SHORT PROBLEM:
Copy out all of the material exactly as presented.

*** PROVIDED MATERIAL

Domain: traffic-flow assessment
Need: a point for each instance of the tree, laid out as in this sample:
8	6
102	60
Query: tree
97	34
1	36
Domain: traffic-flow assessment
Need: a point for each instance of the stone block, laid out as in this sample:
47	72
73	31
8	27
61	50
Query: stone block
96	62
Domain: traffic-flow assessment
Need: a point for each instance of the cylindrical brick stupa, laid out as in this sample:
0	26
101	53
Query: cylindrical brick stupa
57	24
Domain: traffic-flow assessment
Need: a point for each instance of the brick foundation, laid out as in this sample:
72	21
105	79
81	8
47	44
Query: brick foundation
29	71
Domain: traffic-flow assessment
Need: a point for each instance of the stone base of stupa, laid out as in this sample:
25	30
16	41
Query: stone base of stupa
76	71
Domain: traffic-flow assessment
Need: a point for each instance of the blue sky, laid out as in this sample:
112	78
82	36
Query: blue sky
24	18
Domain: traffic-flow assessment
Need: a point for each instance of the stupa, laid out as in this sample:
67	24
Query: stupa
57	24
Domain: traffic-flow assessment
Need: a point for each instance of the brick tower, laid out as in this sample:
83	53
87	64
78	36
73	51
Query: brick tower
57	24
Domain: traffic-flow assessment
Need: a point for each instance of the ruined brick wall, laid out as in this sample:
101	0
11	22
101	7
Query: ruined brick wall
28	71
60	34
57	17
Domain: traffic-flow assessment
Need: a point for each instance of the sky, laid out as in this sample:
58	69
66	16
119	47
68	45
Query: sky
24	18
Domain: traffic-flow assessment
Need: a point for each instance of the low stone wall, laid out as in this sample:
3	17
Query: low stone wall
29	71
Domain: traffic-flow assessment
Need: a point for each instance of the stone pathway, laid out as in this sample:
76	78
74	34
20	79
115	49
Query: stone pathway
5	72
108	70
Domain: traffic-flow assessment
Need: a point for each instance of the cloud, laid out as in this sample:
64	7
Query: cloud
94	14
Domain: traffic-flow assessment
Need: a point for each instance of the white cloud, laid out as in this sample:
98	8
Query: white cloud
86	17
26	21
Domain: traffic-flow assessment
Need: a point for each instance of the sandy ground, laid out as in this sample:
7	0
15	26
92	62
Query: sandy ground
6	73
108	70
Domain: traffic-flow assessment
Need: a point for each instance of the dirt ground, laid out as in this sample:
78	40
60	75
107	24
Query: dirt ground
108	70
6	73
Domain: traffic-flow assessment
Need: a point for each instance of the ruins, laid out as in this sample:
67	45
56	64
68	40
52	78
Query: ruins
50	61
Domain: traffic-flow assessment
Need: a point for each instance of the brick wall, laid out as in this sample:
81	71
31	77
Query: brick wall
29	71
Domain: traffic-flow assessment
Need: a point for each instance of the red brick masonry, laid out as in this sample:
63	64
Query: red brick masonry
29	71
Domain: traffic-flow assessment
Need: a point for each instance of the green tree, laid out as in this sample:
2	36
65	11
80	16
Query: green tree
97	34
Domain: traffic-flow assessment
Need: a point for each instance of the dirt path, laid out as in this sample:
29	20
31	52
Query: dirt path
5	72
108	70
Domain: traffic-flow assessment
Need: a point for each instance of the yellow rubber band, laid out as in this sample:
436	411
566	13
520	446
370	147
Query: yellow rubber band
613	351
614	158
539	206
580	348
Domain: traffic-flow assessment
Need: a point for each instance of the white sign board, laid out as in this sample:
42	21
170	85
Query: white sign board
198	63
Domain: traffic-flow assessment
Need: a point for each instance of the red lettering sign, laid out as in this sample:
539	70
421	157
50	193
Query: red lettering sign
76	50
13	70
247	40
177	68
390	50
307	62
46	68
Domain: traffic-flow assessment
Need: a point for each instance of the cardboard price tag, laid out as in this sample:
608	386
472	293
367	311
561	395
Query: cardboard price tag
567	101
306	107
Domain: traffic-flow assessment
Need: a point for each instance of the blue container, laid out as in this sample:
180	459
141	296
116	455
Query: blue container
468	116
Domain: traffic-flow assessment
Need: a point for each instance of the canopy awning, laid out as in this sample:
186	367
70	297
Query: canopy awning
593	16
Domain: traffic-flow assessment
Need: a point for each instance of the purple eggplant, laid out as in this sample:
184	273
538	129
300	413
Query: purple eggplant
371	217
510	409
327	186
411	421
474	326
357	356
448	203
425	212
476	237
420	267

******

IN RESPONSE:
Domain: traffic-flow assessment
Need: a point for each instance of the tree, laid out as in this sample:
8	6
102	60
Query: tree
97	34
1	36
Domain: traffic-flow assessment
Need: a point for each instance of the stone block, laid out as in this sample:
47	72
73	31
8	27
61	50
Query: stone block
96	62
Domain: traffic-flow assessment
Need: a point for each instance of the cylindrical brick stupa, laid out as in this sample:
0	26
101	53
Query: cylindrical brick stupa
57	24
Domain: traffic-flow assessment
Need: a point for each instance of the brick foundation, laid out as in this sample:
72	21
105	79
81	8
47	44
Query: brick foundation
29	71
Domain: traffic-flow assessment
Need: a point for each instance of the stone base of stupa, laid out as in this sample:
25	30
16	41
Query: stone base of stupa
76	71
Domain: traffic-flow assessment
Need: a point for each instance of the blue sky, laid out as in this sample:
112	78
82	36
Query: blue sky
24	18
Domain: traffic-flow assessment
Need: a point for each instance of the stupa, laid out as in this sample:
67	24
Query: stupa
57	24
Domain: traffic-flow assessment
Need: a point for each instance of the brick tower, laid out as in this sample:
83	53
87	64
78	36
73	51
Query: brick tower
57	24
Domain: traffic-flow assessment
Need: a point for each instance of the ruined brick wall, laid out as in this sample:
101	0
11	22
101	7
Query: ruined brick wall
28	71
60	34
57	17
Domain: traffic-flow assessment
Need: a point for each instance of the sky, laid out as in this sample:
58	69
66	16
119	47
68	45
Query: sky
24	18
Domain: traffic-flow assessment
Need: a point for each instance of the low stone wall, laid out as in this sample:
3	17
Query: low stone wall
29	71
Domain: traffic-flow assessment
Need: a point for each instance of the stone pathway, laid out as in this sample:
76	78
74	34
20	79
115	49
Query: stone pathway
5	72
108	70
Domain: traffic-flow assessment
Need: a point for each instance of the cloud, laid out as in this sample:
64	7
Query: cloud
94	14
Domain: traffic-flow assessment
Need: a point for each instance of the white cloud, laid out as in this sample:
98	8
Query: white cloud
86	17
26	21
Domain: traffic-flow assessment
Need: a point for each instance of the sandy ground, laid out as in this sample:
7	0
15	26
92	62
Query: sandy ground
6	73
108	70
Domain: traffic-flow assessment
Need: a point for each instance of the dirt ground, laid out as in this sample:
78	40
60	75
107	24
Query: dirt ground
108	70
6	73
Domain: traffic-flow assessment
Need: a point for each instance of the ruins, laid out as in this sample:
67	45
56	64
68	40
52	78
Query: ruins
50	61
Domain: traffic-flow assessment
Need: a point for each instance of the brick wall, laid out as in this sample:
81	71
31	77
Query: brick wall
29	71
Domain: traffic-flow assessment
Need: a point for each instance of the red brick masonry, laid out as in this sample:
63	64
Query: red brick masonry
29	71
Domain: traffic-flow assessment
Need: a point for each instance of the green tree, laid out as in this sample:
2	36
65	11
80	16
Query: green tree
97	34
Domain: traffic-flow assessment
Need: a point for each instance of the dirt path, laid out as in this sample:
29	20
31	52
Query: dirt path
5	72
108	70
Domain: traffic-flow assessment
Need: a point for each instance of the yellow rubber band, laid out as in this sample:
436	411
566	13
520	446
370	147
Query: yellow rubber band
613	351
614	158
539	206
580	348
Domain: traffic-flow assessment
Need: a point for each instance of the white sign board, laid out as in this sample:
42	21
170	85
Query: white sign board
198	63
Domain: traffic-flow assessment
Need: a point for each instance of the red lettering sign, laid out as in this sample:
539	70
421	157
50	193
Query: red lettering sign
76	50
13	70
247	40
177	68
390	50
307	62
46	68
Domain: traffic-flow assessment
Need: a point for each instance of the cardboard price tag, laid out as in this sample:
608	386
472	293
367	311
561	395
Query: cardboard price tag
567	101
306	107
Domain: traffic-flow assessment
Need: a point for each instance of the blue container, laid out as in this sample:
180	459
141	296
116	455
Query: blue container
468	116
Domain: traffic-flow assessment
Need: a point for each instance of the canopy awning, laid out as in this sample:
186	367
70	297
Query: canopy awning
593	16
Domain: traffic-flow assessment
Need: a point for each instance of the purple eggplant, laid out as in this sample:
184	273
538	129
300	413
Query: purple eggplant
371	217
510	409
327	186
411	421
474	326
357	356
448	203
425	212
476	237
420	267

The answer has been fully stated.